> **Dataset content**
---+---

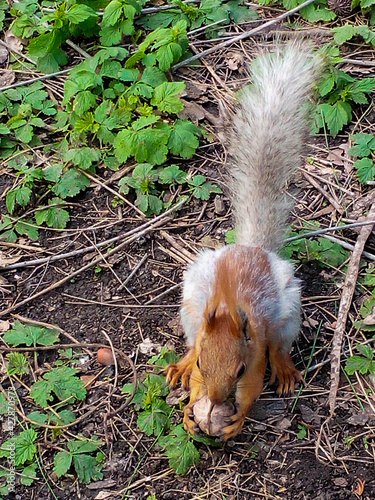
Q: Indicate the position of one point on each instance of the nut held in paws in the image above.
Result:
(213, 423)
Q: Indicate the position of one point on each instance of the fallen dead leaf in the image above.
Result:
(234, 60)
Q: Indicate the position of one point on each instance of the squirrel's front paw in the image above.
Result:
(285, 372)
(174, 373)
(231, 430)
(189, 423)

---+---

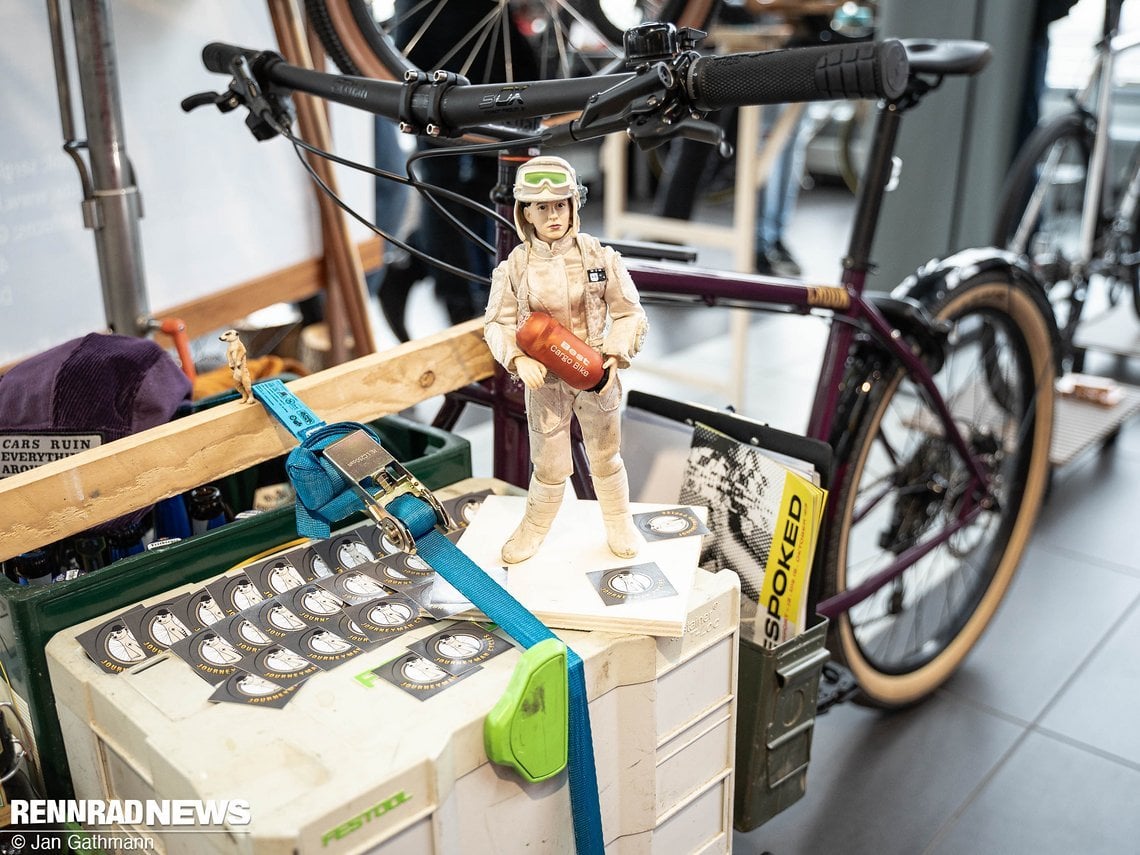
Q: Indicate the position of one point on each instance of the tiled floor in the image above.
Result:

---+---

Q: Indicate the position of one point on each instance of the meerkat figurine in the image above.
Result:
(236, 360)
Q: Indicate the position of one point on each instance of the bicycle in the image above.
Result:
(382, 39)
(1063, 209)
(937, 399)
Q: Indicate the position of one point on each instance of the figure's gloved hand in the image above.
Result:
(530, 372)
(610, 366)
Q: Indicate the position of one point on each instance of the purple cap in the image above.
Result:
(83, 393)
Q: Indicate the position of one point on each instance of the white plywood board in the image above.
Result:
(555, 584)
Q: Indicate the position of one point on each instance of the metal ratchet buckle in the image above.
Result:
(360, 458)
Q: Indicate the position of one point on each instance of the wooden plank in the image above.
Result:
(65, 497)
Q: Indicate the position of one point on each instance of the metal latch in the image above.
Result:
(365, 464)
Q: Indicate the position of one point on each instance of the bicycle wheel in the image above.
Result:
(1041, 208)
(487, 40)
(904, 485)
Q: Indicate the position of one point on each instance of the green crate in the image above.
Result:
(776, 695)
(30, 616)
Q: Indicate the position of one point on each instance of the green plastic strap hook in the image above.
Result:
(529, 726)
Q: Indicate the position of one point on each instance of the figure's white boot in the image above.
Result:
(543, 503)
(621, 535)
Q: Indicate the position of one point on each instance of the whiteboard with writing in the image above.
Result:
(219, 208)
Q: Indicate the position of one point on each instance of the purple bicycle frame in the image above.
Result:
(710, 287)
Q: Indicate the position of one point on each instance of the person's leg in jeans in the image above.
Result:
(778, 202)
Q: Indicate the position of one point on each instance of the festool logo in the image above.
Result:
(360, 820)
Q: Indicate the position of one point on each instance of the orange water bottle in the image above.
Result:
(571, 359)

---+---

Please find each line in the entries above that contains the word "purple" and copy those lines out in full.

> **In response**
Q: Indicate the position of one point on each instance of the purple cap in the image above.
Q: Indicate the position of one point on each instance of the purple bicycle frame in the image above.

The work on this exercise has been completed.